══ Text

To play baseball, now known as Little League, we need an organized team, a coach, an assistant coach, proper uniforms, and certified safety equipment. The baseball committee will schedule all practices and games with no exceptions. Unfortunately, our neighborhood band of brothers was screwed. Our dad’s worked, and our mothers weren’t about to coach a baseball team, so we went to our mentor and Svengali for guidance, my neighbor, Mr. Mister. He had all the answers.

Mr. Mister read the document and winced, “Looks like they got you by the gonads, boys. We had Little League in California. It wasn’t bad because it evened out the teams by age. I coached a few of the units myself.” Ha! Our problem was solved. Mr. Mister could be our coach. He told us to sit under the Mimosa tree and disappeared into his house. Ten minutes later, he and Mrs. Mister came out with a pitcher of Kool-Aid and a large plate of cookies.

“Here are the rules, fellas,” he said between bites of an oatmeal cookie. “I work at Carswell and don’t get off until 3:00. Mrs. Mister will be your assistant coach and run the show until I get to the ball diamonds. Fred and Ginger, our two Poodles, will be your mascots; no wiggle room on that one.”

════
══ Supplied material

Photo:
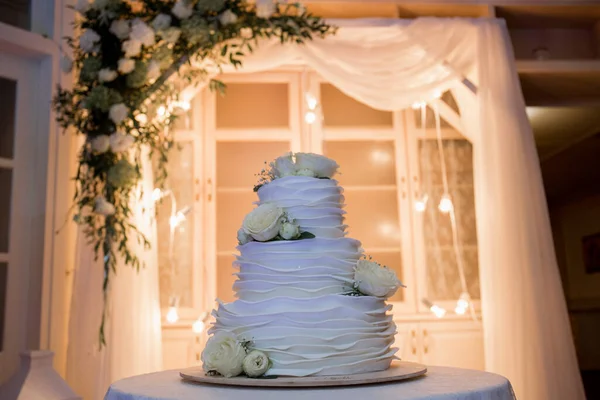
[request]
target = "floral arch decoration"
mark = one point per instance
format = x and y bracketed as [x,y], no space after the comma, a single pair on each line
[123,98]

════

> _Things to do_:
1. Rewrite the Little League story starting at "To play baseball, now" and ending at "all the answers.", changing "baseball" to "softball".
2. Write what comes next in the Little League story, picking up after its last sentence.

> _Final results_:
1.
To play softball, now known as Little League, we need an organized team, a coach, an assistant coach, proper uniforms, and certified safety equipment. The softball committee will schedule all practices and games with no exceptions. Unfortunately, our neighborhood band of brothers was screwed. Our dad’s worked, and our mothers weren’t about to coach a softball team, so we went to our mentor and Svengali for guidance, my neighbor, Mr. Mister. He had all the answers.

2.
He saw the shock on our faces. “Don’t worry, boys; she played in the Air Force women’s league during the war and coached her team to win two championships. She can out-run, out-pitch, and out-hit any of you and has forgotten more about baseball than you mound rats will ever know. Take it or leave it.” We took it.

Mr. Mister found a gold mine of baseball equipment stored on the base. Five years ago, the officers had tried to start a league for their kids, but the brats lost interest. So, as usual with the government, they ordered triple what was needed. Multiple boxes of Rawlings baseballs, shoes with metal cleats, uniforms, caps, and a box of assorted gloves. It was a treasure trove from baseball heaven. The uniforms had the name “Jets” across the front, and the caps sported a USAF insignia. We were hot crap on a china plate. The Air Force was our sponsor, which kept us at arm’s length for their protection.

Our first practice was a rousing success. Mrs. Mister had us shagging balls from every part of the outfield. Holding the bat with one hand, she could put a ball anywhere she wanted with pinpoint accuracy. She corrected some of the boys batting stance and grip and taught Freckled Face Bean how to catch a fly ball like a pro. The team on the adjoining diamond looked like idiots compared to us.

Mr. Mister showed up and immediately took our two pitchers, Skipper and Georgie, to a corner of the outfield and started reworking their pitching technique.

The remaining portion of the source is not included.